→ **WHAT THE EXERCISE ASKS**: A single figure is required: the number of lines in the listing below containing the word "resembles".

+ + +

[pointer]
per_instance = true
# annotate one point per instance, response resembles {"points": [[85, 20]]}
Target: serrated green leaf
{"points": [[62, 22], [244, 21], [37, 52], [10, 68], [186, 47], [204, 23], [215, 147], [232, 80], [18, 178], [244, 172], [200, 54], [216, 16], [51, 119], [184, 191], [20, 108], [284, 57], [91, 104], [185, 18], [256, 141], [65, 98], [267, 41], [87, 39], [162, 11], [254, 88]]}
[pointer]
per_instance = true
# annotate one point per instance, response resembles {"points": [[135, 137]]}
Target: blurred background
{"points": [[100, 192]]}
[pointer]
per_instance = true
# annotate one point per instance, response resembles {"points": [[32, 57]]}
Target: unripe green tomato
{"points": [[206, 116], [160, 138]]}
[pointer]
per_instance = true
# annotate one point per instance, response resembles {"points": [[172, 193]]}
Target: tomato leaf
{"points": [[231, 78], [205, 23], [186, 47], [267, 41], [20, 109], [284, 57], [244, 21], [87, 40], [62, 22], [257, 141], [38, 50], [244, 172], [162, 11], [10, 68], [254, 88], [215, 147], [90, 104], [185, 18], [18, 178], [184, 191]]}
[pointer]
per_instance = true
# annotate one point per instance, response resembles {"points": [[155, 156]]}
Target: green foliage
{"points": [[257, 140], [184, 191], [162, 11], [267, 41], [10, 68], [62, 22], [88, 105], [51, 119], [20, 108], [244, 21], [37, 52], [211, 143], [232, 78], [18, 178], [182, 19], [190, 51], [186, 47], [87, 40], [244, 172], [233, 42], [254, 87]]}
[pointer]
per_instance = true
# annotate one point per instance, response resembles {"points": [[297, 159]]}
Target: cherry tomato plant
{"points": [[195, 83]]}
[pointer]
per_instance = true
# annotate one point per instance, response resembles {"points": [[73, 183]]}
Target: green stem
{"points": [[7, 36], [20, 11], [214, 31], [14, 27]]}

+ + +

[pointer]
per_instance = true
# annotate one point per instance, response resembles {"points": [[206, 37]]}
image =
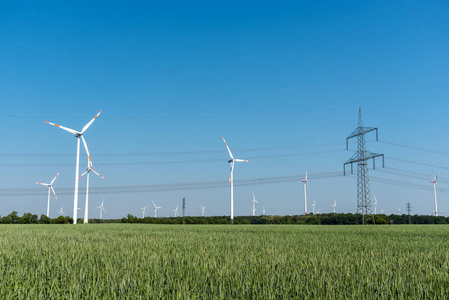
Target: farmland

+ + +

→ **EXERCISE RESULT**: 8